| Saved entries |

□ □ □ □ □

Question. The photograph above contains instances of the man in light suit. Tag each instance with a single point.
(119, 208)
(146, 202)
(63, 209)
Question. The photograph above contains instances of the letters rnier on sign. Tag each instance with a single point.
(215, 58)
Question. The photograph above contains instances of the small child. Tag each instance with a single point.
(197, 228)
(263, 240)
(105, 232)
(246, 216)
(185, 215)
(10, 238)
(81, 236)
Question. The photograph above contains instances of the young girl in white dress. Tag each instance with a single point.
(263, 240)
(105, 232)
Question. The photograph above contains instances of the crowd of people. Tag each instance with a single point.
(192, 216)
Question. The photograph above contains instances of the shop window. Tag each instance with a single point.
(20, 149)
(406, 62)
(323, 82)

□ □ □ □ □

| TASK DIRECTIONS |
Every line above is to be transcribed exactly.

| OUTPUT |
Question. The photograph above contains instances of the man in light suit. Tag each instance with a single point.
(119, 208)
(146, 202)
(63, 209)
Question. The photograph above contains instances of the letters rnier on sign. Tag each instance with a single point.
(215, 58)
Question. The photograph above contains instances of the small child. Tag each instance with a single point.
(197, 228)
(263, 240)
(105, 232)
(246, 216)
(185, 215)
(10, 238)
(81, 236)
Question. The photograph above contains instances of the young girl in white dress. Tag each instance with a single point.
(263, 240)
(105, 232)
Question. The photograph above contains instances of the crowd of people. Tag each instance with a single point.
(192, 216)
Question. The photograph above contains instances of the shop window. Tag each instance with a single point.
(20, 149)
(406, 62)
(323, 82)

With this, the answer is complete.